Agreed, but the MAC addresses are too close for comfort


----------



## wblock@ (Apr 10, 2012)

Or when you have an upstream that has some sort of load balancer.


----------



## aa (Apr 20, 2012)

Guess, could be some sort an ARP poisoning, your DHCP client manually add or change MAC/IP, load balancing/interfaces bonding somewhere, or if both interfaces belong to your host, put them in the same network segment with the same subnet.
Doesn't have enough information to pinpoint


----------



## scotia (Jan 19, 2013)

Another reason for the MAC address to change is using bonjour capable devices with a bonjour sleep proxy on the network.  When the device goes to sleep, the sleep proxy (which is now responding on behalf of the sleeping machine) sends out a gratuitous ARP so that devices which try to contact the sleeping machine actually hit the sleep proxy (when then wakes the destination).
Sleep proxies are devices like Airport Express/Extreme and Apple TVs (low power, always on).


----------



## Uniballer (Jan 19, 2013)

All of the changes logged in the original post happened in 33 seconds, so if it is a sleep proxy it is a broken one.

I say, identify the problem.  Something is misconfigured, somewhere.  Who is 192.168.1.87?  Was this address assigned by DHCP and/or a (rogue) manual assignment?  Are 00:06:5b:F7:65:1c and 00:06:5b:F7:67:1b two NICs in one machine, or in separate boxen?  BTW - OUI 00:06:5b belongs to Dell Computer Corp.

My Cisco SGE2000P switches will let me query the address tables in the switch stack and identify the unit/port that a MAC address is connected through.  Then I could find the box if the labels are good enough, or disconnect the port and see who screams .  Maybe you have switches that can do a similar trick...


----------



## J65nko (Jan 20, 2013)

You can find the OUI codes that Uniballer is referring to at http://standards.ieee.org/develop/regauth/oui/oui.txt

Very handy to find out the manufacturer of a network card.


----------



## ohauer (Jan 20, 2013)

Perhaps the machine is running as guest on a Hypervisor which has a trunk to the network.
Depending on the LB Method I'm seeing this also in my environment.


----------

_ _ _ _ _ _ _

Tasks to complete:
1. Answer the following questions using the thread on changing MAC addresses, one answer per line.
(a) To which company does Uniballer say OUI 00:06:5b belongs?
(b) Which devices does scotia name as sleep proxies?
(c) According to Uniballer, over how many seconds did all the changes logged in the original post occur?
2. State whether each statement below agrees with the thread on changing MAC addresses. Answer yes or no, and quote the words from the thread that decide it.
(a) According to scotia, the sleep proxy sends out a gratuitous ARP when the device goes to sleep.
(b) Uniballer states that his switches cannot identify the port through which a MAC address is connected.
(c) ohauer suggests that the machine may be running as a guest on a hypervisor.

Data:
_ _ _ _ _ _ _

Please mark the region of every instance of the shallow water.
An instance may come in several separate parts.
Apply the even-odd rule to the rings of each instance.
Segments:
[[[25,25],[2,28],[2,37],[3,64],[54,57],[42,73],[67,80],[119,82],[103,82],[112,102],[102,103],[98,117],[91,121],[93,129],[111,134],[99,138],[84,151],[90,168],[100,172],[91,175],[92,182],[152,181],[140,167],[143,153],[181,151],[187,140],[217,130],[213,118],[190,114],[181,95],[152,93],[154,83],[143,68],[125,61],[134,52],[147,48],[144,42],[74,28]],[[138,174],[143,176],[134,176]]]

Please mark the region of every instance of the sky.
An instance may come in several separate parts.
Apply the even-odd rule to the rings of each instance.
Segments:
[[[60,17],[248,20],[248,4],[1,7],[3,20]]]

_ _ _ _ _ _ _

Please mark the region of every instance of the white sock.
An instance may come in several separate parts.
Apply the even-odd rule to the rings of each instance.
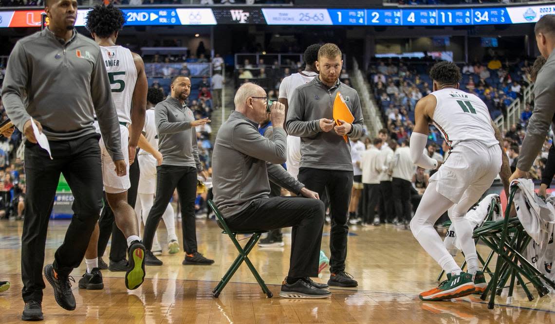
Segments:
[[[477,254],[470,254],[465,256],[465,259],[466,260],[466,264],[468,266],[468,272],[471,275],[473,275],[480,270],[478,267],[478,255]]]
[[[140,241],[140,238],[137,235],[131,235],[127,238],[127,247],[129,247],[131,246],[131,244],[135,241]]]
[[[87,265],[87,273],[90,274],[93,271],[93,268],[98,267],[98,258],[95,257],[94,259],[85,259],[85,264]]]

_ _ _ _ _ _ _

Expected outputs:
1.
(a) Dell Computer Corp.
(b) Airport Express/Extreme and Apple TVs.
(c) 33 seconds.

2.
(a) Yes: "When the device goes to sleep, the sleep proxy (which is now responding on behalf of the sleeping machine) sends out a gratuitous ARP"
(b) No: "will let me query the address tables in the switch stack and identify the unit/port that a MAC address is connected through"
(c) Yes: "Perhaps the machine is running as guest on a Hypervisor which has a trunk to the network."